Friday, February 10, 2017

Paleoanthropology vs Sasquatch: the obligatory cryptozoology post



Two of my inspirations for this little blog are Dr. Darren Naish’s Tetrapod Zoology  and youtuber Treytheexplainer  If you follow them (and you really should), you’ll notice they’re interested in the quasiscience of cryptozoology. Cryptozoology is the analysis and speculation on evidence of previously unknown species of organisms. It can also apply to the study of out-of-context finds of known taxa in new times and places.  “Cryptids”, known from all forms of inconclusive evidence, include everything from mythical monsters to prehistoric survival speculation to simply animals of known clades that can’t be verified as a specific taxon.  Like the aforementioned personalities, I think cryptozoology does deserve attention, albeit critical. In college, I was trained in anthropology, and that combines with my knowledge of zoology and paleontology to provide a pretty unique perspective I would say. 


In my opinion, the best books of this are Darren Naish’s Cryptozoologicon https://www.amazon.com/Cryptozoologicon-I-Darren-Naish-ebook/dp/B00GDF7OAK, Daniel Loxton’s Abominable Science https://www.amazon.com/Abominable-Science-Origins-Nessie-Cryptids/dp/023115321X, and David Daegling’s Bigfoot Exposed https://www.amazon.com/Bigfoot-Exposed-Anthropologist-Examines-Americas/dp/0759105391. I myself have had an interest in mythical animals and their possible veracity. I guess there’s a logical link there; cryptids are often proposed to be descendants or relics of prehistoric animals, and may often be inspired by people finding fossils or remembering their prehistoric neighbors. I think another reason is that prehistoric animals really are mythical monsters in real life; they’re our dragons and unicorns and centaurs and giants, only they’re real.

At any rate, I’m going to talk about the most famous North American Cryptid, the Sasquatch or Bigfoot. The word Sasquatch comes from the Halkomelem Salish peoples, a variety of different tribes living in British Colombia near Vancouver. The name is originally Sekuts, and the story is that they are a tribe of giant supernatural wild people connected to the forests, who can bless or eat people who come across them depending on their judgement. They are hairy, wearing few clothes, and associated with rival tribes, bears, and white men; dangerous and powerful folk.  They are the equivalents of centaurs, fairies, elves, and trolls; half-natural people with amazing power that hide in the wilderness that should be left alone at all costs.

▸ **DATASET EXCERPTS**
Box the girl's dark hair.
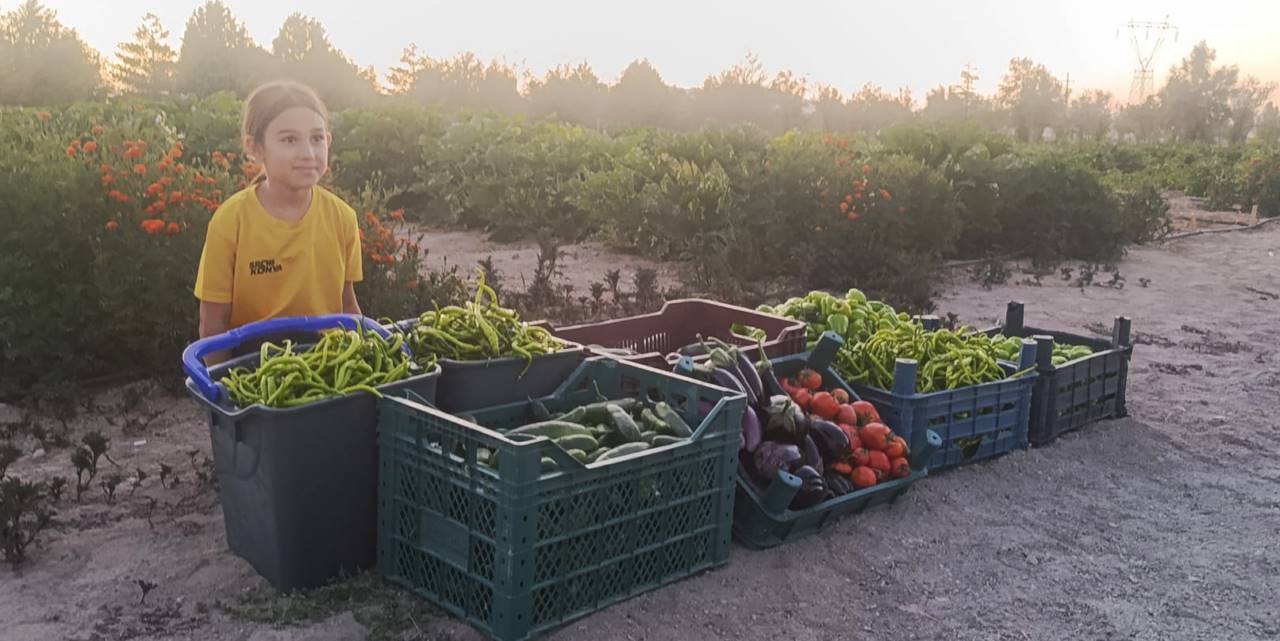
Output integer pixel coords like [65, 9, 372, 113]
[241, 81, 329, 183]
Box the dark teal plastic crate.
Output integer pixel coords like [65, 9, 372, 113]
[986, 301, 1133, 445]
[733, 334, 942, 549]
[388, 319, 586, 412]
[850, 339, 1036, 471]
[378, 357, 746, 641]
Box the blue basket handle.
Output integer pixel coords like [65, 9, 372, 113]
[182, 313, 389, 403]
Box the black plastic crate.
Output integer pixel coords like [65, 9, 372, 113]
[987, 301, 1133, 445]
[733, 333, 942, 549]
[184, 312, 440, 590]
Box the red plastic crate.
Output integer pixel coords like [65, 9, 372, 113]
[548, 298, 805, 368]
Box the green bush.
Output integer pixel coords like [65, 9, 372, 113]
[998, 154, 1125, 262]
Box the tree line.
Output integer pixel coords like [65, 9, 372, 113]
[0, 0, 1280, 143]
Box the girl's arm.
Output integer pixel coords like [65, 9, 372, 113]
[342, 280, 364, 315]
[200, 301, 232, 367]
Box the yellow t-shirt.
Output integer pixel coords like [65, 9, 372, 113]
[196, 186, 364, 328]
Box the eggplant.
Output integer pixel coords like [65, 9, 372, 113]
[822, 470, 854, 496]
[764, 395, 804, 444]
[800, 434, 823, 473]
[756, 361, 788, 397]
[751, 440, 804, 482]
[733, 348, 764, 398]
[742, 406, 764, 452]
[791, 466, 827, 509]
[712, 367, 759, 406]
[809, 416, 849, 466]
[676, 340, 710, 356]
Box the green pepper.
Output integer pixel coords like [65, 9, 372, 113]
[827, 313, 849, 336]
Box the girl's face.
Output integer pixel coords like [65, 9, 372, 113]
[248, 107, 332, 189]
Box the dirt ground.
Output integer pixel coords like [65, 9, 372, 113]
[0, 207, 1280, 641]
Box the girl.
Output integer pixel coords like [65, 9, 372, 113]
[195, 82, 364, 365]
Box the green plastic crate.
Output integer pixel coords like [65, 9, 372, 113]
[378, 358, 746, 641]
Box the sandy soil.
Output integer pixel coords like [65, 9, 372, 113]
[0, 212, 1280, 641]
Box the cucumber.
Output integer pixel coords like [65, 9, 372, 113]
[561, 398, 639, 423]
[553, 434, 600, 453]
[595, 441, 649, 462]
[607, 404, 641, 443]
[507, 421, 591, 439]
[653, 403, 694, 439]
[640, 407, 672, 434]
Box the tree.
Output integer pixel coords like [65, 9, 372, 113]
[527, 63, 608, 127]
[1115, 96, 1164, 142]
[0, 0, 100, 105]
[1226, 75, 1276, 145]
[111, 13, 178, 96]
[271, 12, 378, 109]
[996, 58, 1066, 141]
[849, 83, 911, 133]
[387, 45, 525, 114]
[1066, 90, 1114, 139]
[1160, 41, 1239, 142]
[1253, 102, 1280, 145]
[177, 0, 275, 96]
[694, 54, 803, 133]
[609, 60, 686, 129]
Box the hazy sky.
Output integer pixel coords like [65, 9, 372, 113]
[27, 0, 1280, 100]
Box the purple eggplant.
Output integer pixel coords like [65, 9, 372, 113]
[822, 470, 854, 496]
[791, 466, 827, 509]
[800, 434, 823, 473]
[751, 440, 804, 482]
[809, 416, 849, 466]
[742, 406, 764, 452]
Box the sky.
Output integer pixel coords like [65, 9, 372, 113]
[22, 0, 1280, 101]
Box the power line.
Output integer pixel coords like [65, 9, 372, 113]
[1116, 15, 1178, 102]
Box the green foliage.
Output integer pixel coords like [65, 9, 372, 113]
[0, 0, 99, 106]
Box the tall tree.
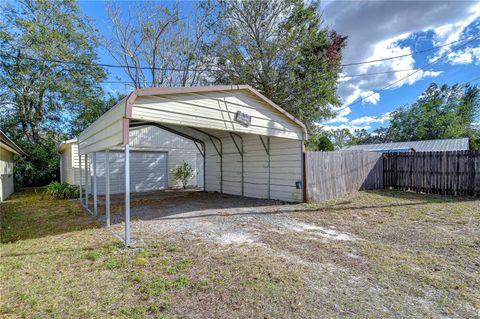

▸ **TASKS TO PERFORM**
1 – Revise the Sasquatch blog post, starting with "In my opinion, the" and going on through "only they’re real.", so that "griffins" takes the place of "dragons".
2 – Carry the Sasquatch blog post forward from its final sentence.
This exercise doesn't require the attached material.

▸ **ANSWERS GIVEN**
1 –
In my opinion, the best books of this are Darren Naish’s Cryptozoologicon https://www.amazon.com/Cryptozoologicon-I-Darren-Naish-ebook/dp/B00GDF7OAK, Daniel Loxton’s Abominable Science https://www.amazon.com/Abominable-Science-Origins-Nessie-Cryptids/dp/023115321X, and David Daegling’s Bigfoot Exposed https://www.amazon.com/Bigfoot-Exposed-Anthropologist-Examines-Americas/dp/0759105391. I myself have had an interest in mythical animals and their possible veracity. I guess there’s a logical link there; cryptids are often proposed to be descendants or relics of prehistoric animals, and may often be inspired by people finding fossils or remembering their prehistoric neighbors. I think another reason is that prehistoric animals really are mythical monsters in real life; they’re our griffins and unicorns and centaurs and giants, only they’re real.

2 –
There are so many descriptions of what these Sasquatch are originally, but the general idea is a giant humanoid primate covered in hair. My personal history involves sightings…in popular culture. My childhood fear of great apes for their uncanny humanlike appearance led to a similar fear of these apemen. Even the benign, goofy sasquatch of the sitcom Harry and the Hendersons and the simple stop-motion Abominable Snow Monster of Rankin Bass’ Rudolph the Red Nosed Reindeer gave me nightmares. Like most of my fears, it turned into fascination and curiosity as I grew older.
Where paleontology comes into it is how it could explain the legend, carried on through the present by constant sightings and humanlike footprints. When all you’ve got is “big primate”, you can find a lot of different possible explanations. We can eliminate prosimians right off; although their nocturnal habits and former range in North America makes them amusingly more fitting than other primates in those respects. New world Monkeys are often dismissed considering their small size and arboreal habits; however, apemen have been part of South American stories as well, and a Dr. Francois De Loys once tried to pass off a large spider monkey as a new anthropoid ape.

As a rule, Old World Monkeys are never considered as apes fit the bill much better than their cohabitants.  So we come to the apes.  One prehistoric ape considered was the very widespread, long-lived Miocene ape Dryopithecus. Dryopithecus had large teeth but a gracile jaw, and the long arms suggest it was an arboreal animal. Early paleoanthropologists thought it might have been an ancestor to humans, but determining that it was this specific taxon that gave rise to the Australopiths is almost impossible to acertain considering how generalist and arboreal the animal seems to have been. One connection is the oak forests (hence the name) that the animal was found from, but the subtropical environment may have had more fruit bearing trees as well. Another argument is the ratio of arm length to height within human proportions; this fails as many other unspecialized great apes have the exact same limb length, and the limbs are shaped for quadrupedal limb-running.  Finally the jaw is similarly gracile like that of a human…or a gibbon or monkey. Australopithecus has the same kind of weak jaw, which distinguishes them from the genus Paranthropus. Again, this just shows a frugivore morphology, not a direct link with hominins. We just happened to keep our jaws weak through a soft food diet.  I’ll write about Dryopithecus later, so stay tuned for more on this ape.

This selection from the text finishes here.